A finales del 384, San Agustín decide volver a la Santa Iglesia como catecúmeno. Asiste a todos los encuentros de la comunidad, le encanta escuchar las palabras  de San Ambrosio. Sigue siendo un intelectual destacado. El 1 de enero de 385, por ejemplo, lee la alocución oficial por la inauguración del consulado de Bautone. Pero ya no es la carrera lo que absorbe sus pensamientos. Su corazón está en otra parte: “Frecuentaba tu Iglesia apenas terminaba mis ocupaciones, cuyo peso me hacía gemir”. San Agustín trata durante meses de hablar con San Ambrosio, que parece que nunca tiene tiempo para él. Quisiera discutir todas sus tribulaciones interiores, sus dudas teológicas, pero “no podía interrogarlo sobre lo que quería y como lo quería. Una multitud  de gente atareada, ala que él socorría en sus angustias, se interponían entre sus oídos y yo, entre su boca y yo”.

Al llegar, en las confesiones, a este punto de su historia el tono de la narración es casi cómico. Está claro que San Ambrosio no tiene ganas de perder tiempo con las elucubración es de ese joven profesor, al que probablemente ya conoce a través de Mónica. Sabe que no son las divagaciones las que dan felicidad: “(la dialéctica) no tiene la capacidad de construir, pero sí de demoler”, había escrito en su tratado De fide. “No se complació Dios en salvar a su pueblo con la dialéctica, porque el reino de Dios está en la sencillez de la fe y no en la violencia de la discusión”. Y cuando san Ambrosio se lo encuentra por la calle, para salir de apuros, se las arregla pidiendo noticias de Mónica y alabando su fe. Además, san Ambrosio tiene que atender sus quehaceres. Debe atender las necesidades de la comunidad, y a tanta gente a la que hay que ayudar y socorrer. Asimismo, en los primeros meses del 385 los arrianos, que durante años habían tenido en sus manos la Iglesia de Milán, gobernada por el obispo hereje Ausencio, vuelven a la carga con el apoyo imperial. Primero el secuestro de una basílica, luego un decreto imperial a su favor. San Ambrosio defiende la fe católica con gran energía, expulsa a los herejes de sus iglesias, reúne a los obispos ortodoxos contra el poder imperial.

Enunciado 1: Según el texto sobre San Agustín y San Ambrosio, ¿qué lee San Agustín el 1 de enero de 385?

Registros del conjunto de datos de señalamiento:

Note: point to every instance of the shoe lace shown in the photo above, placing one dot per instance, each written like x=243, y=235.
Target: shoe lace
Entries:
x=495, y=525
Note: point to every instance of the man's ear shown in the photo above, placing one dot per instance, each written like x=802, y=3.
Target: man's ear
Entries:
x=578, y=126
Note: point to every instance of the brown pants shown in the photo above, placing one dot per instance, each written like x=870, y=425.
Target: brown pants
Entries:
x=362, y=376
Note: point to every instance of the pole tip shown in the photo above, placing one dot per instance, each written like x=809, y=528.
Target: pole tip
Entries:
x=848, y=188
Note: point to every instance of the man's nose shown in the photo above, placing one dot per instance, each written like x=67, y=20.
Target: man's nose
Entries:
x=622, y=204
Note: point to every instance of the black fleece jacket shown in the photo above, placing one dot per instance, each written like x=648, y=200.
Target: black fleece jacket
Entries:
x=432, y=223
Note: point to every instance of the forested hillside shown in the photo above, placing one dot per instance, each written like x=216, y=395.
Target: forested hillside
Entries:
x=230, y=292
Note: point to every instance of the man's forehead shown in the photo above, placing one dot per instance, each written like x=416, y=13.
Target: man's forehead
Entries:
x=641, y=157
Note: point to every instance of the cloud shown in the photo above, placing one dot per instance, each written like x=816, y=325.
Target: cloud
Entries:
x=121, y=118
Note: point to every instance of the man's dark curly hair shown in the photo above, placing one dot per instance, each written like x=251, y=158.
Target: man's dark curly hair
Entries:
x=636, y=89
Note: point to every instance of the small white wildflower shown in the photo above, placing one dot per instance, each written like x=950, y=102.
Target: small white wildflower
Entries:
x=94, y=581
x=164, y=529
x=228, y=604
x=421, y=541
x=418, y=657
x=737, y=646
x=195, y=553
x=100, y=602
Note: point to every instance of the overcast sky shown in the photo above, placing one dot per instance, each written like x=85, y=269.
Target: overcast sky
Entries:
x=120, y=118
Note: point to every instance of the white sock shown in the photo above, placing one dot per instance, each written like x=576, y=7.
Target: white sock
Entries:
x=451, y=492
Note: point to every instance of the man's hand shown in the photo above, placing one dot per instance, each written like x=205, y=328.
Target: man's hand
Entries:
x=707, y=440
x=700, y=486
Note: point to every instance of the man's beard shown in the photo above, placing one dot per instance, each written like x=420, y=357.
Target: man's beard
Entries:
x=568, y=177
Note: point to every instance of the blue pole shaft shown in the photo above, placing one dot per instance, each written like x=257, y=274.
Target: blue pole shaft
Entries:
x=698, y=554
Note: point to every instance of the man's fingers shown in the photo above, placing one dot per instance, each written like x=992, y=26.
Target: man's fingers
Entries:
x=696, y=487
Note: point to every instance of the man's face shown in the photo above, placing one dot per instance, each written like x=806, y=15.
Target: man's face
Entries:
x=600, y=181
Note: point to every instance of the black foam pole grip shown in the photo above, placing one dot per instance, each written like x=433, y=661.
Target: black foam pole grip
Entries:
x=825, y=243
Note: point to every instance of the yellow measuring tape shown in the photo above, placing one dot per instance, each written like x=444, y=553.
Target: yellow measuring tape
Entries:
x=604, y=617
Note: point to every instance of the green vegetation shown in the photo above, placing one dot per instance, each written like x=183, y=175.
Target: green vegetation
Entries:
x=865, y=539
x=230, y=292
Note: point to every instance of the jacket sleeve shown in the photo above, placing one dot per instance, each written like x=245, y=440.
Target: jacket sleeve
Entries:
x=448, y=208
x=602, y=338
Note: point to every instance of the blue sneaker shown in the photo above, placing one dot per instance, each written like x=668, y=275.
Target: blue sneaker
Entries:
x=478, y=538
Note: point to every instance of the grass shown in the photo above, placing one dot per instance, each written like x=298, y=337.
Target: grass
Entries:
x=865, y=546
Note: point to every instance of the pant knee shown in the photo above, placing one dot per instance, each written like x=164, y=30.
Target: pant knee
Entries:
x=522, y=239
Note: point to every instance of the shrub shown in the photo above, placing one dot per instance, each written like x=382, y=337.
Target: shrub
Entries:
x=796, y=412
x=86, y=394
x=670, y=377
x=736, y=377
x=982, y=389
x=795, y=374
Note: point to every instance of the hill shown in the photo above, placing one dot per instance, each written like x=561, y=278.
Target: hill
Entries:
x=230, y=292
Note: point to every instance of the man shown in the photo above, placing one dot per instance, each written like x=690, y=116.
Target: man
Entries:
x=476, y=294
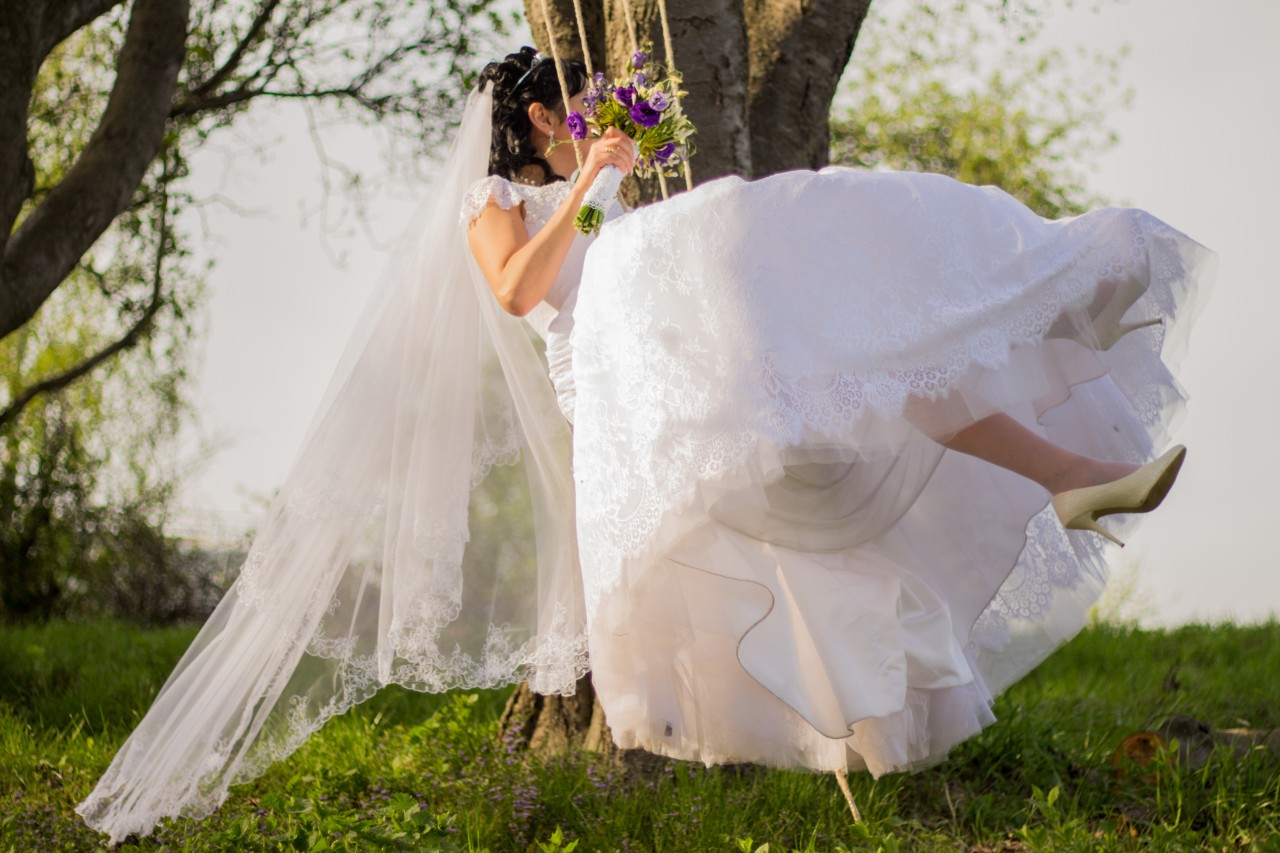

Enunciado 2: ¿Puedes seleccionar cada línea de los registros que contenga la palabra "pants", distinguiendo entre mayúsculas y minúsculas?

Respuesta final 1: La alocución oficial por la inauguración del consulado de Bautone.

Respuesta final 2:
Note: point to every instance of the brown pants shown in the photo above, placing one dot per instance, each written like x=870, y=425.
Target: brown pants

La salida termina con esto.